PROBLEM REQUIREMENTS: Can you format the lines of the listing below as a JSON list of strings, one string per line and blank lines omitted, beginning at the line that has "pine tree, outputting a bounding box per occurrence." and stopping after the line that has "[185,51,249,101]"?

[start]

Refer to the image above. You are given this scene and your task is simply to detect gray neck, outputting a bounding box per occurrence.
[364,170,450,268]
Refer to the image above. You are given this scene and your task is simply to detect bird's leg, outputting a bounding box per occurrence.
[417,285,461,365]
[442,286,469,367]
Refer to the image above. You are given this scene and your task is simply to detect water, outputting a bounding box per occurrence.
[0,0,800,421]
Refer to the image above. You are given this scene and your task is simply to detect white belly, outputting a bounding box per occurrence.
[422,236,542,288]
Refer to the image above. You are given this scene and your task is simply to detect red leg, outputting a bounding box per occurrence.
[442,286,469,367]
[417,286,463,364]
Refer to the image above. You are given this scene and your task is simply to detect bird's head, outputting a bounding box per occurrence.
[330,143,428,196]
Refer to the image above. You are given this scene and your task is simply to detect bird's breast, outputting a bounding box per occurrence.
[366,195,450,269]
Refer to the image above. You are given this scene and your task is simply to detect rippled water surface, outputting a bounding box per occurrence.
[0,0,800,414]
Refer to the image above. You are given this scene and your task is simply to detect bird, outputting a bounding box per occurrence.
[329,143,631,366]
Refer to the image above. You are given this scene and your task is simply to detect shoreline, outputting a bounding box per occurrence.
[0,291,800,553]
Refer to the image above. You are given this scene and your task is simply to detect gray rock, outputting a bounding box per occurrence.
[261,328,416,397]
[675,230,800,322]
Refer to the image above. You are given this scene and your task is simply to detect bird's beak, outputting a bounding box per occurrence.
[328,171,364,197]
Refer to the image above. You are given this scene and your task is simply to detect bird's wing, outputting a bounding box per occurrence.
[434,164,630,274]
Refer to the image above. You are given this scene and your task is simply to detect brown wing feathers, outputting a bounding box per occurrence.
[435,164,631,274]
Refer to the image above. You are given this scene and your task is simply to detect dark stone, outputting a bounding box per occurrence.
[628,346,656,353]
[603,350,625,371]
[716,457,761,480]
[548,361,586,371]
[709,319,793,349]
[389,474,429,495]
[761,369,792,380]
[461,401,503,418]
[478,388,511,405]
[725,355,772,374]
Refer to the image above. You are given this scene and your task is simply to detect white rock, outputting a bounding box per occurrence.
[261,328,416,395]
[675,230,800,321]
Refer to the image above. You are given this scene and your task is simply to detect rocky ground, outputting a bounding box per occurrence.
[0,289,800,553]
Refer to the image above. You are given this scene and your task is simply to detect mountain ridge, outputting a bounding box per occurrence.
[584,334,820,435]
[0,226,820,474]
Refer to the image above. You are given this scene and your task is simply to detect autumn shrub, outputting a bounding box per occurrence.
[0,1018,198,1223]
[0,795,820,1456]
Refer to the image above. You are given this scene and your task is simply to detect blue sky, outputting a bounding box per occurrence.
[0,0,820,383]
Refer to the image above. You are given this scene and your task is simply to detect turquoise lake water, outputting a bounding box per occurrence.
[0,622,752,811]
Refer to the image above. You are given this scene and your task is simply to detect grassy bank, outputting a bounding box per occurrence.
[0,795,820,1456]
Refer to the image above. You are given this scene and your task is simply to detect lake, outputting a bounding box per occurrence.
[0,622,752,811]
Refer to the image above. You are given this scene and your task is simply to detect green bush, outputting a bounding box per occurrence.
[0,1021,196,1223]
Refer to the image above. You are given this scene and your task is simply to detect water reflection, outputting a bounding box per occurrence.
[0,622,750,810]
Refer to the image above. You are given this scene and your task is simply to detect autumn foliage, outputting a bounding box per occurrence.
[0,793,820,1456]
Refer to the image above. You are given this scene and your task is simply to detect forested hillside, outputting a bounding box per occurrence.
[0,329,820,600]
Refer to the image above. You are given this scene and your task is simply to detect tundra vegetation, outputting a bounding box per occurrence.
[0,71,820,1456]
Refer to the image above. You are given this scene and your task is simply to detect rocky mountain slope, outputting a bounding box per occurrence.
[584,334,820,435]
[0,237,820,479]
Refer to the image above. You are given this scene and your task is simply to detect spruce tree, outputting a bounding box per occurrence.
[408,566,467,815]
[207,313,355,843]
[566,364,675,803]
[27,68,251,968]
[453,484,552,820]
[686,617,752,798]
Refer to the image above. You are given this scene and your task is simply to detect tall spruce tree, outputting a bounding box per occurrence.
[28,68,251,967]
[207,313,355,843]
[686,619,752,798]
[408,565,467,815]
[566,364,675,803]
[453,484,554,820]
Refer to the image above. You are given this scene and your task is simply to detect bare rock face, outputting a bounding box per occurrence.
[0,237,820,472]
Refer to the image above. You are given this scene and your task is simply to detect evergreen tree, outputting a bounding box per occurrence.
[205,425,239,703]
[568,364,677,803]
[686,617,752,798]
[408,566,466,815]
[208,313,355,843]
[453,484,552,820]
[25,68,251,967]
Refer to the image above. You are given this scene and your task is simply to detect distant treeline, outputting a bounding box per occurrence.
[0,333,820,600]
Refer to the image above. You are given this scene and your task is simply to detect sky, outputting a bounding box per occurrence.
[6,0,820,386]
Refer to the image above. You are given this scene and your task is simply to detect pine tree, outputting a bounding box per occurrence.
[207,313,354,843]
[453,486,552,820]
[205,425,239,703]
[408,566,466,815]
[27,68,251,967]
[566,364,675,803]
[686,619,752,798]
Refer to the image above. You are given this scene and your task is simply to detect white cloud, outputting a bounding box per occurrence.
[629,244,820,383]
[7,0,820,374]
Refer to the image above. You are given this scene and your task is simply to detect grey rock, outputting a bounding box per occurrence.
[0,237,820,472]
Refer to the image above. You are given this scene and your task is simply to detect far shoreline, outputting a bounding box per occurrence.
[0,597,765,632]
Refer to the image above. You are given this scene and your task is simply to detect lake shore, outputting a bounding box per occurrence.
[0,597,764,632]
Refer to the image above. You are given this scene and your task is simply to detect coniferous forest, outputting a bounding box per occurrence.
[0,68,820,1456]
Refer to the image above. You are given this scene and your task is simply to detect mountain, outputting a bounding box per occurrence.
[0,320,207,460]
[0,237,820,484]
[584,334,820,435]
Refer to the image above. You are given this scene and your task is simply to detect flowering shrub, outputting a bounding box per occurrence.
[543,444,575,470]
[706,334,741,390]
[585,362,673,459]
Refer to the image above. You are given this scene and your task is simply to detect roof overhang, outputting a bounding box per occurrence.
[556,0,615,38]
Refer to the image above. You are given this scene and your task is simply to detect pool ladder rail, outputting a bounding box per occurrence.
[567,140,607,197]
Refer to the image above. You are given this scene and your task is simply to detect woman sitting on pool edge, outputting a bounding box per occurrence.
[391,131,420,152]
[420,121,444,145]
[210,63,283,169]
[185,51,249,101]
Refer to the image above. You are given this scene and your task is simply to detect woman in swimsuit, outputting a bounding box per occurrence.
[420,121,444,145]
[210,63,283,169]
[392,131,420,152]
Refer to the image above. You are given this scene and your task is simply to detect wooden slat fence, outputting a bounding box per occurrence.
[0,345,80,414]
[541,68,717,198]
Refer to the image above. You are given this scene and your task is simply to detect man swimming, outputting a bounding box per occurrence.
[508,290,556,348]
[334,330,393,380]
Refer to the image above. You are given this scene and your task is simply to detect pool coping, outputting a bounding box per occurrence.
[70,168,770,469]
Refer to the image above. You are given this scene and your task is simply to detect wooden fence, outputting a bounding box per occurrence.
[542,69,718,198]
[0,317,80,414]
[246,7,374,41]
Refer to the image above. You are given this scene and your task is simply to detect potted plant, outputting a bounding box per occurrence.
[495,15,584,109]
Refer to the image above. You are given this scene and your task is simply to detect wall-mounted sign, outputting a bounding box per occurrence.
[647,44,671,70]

[end]

FULL RESPONSE:
[
  "Refer to the image above. You are given this scene and your task is simply to detect pine tree, outputting a bounding box per occurrence.",
  "[207,313,354,843]",
  "[453,486,552,820]",
  "[205,425,239,703]",
  "[408,566,466,815]",
  "[27,68,251,967]",
  "[566,364,675,803]",
  "[686,619,752,798]",
  "Refer to the image above. You are given this scene and your task is simply to detect white cloud, outputting a bounding box per occurrence.",
  "[629,244,820,383]",
  "[7,0,820,374]",
  "Refer to the image above. You are given this scene and your task is simply to detect grey rock, outputting a bounding box per occurrence.",
  "[0,237,820,472]",
  "Refer to the image above. You are given this scene and your task is simply to detect far shoreline, outputting a bounding box per occurrence.",
  "[0,597,765,632]",
  "Refer to the image above. You are given this scene and your task is simply to detect lake shore, outputting a bounding box per occurrence.",
  "[0,597,764,632]",
  "Refer to the image above. You are given this scene and your task is simply to detect coniferous forest, outputting a bounding box per occurrence.",
  "[0,68,820,1456]",
  "Refer to the image above. You are given this scene and your task is simply to detect mountain, outputting a bounding box per occurrence.",
  "[0,320,207,460]",
  "[0,237,820,484]",
  "[584,334,820,435]",
  "Refer to the image above. You are given this scene and your task is simply to detect flowering shrub, outputting a bounding box per occurrence.",
  "[543,444,575,470]",
  "[706,334,741,390]",
  "[585,362,673,459]",
  "Refer to the image above. You are given this scene and your task is simply to detect roof overhang, outputting a bounding box per occurrence.",
  "[556,0,615,38]",
  "Refer to the image above. You are given this scene and your task is simply to detect pool ladder rail, outputting a bounding box per occurrence.",
  "[567,140,607,197]",
  "Refer to the image above. You are given this scene and your task is simply to detect woman sitting on pool edge, outputting a bounding box per occurrence.",
  "[391,131,420,152]",
  "[420,121,444,145]",
  "[210,63,283,169]",
  "[185,51,249,101]"
]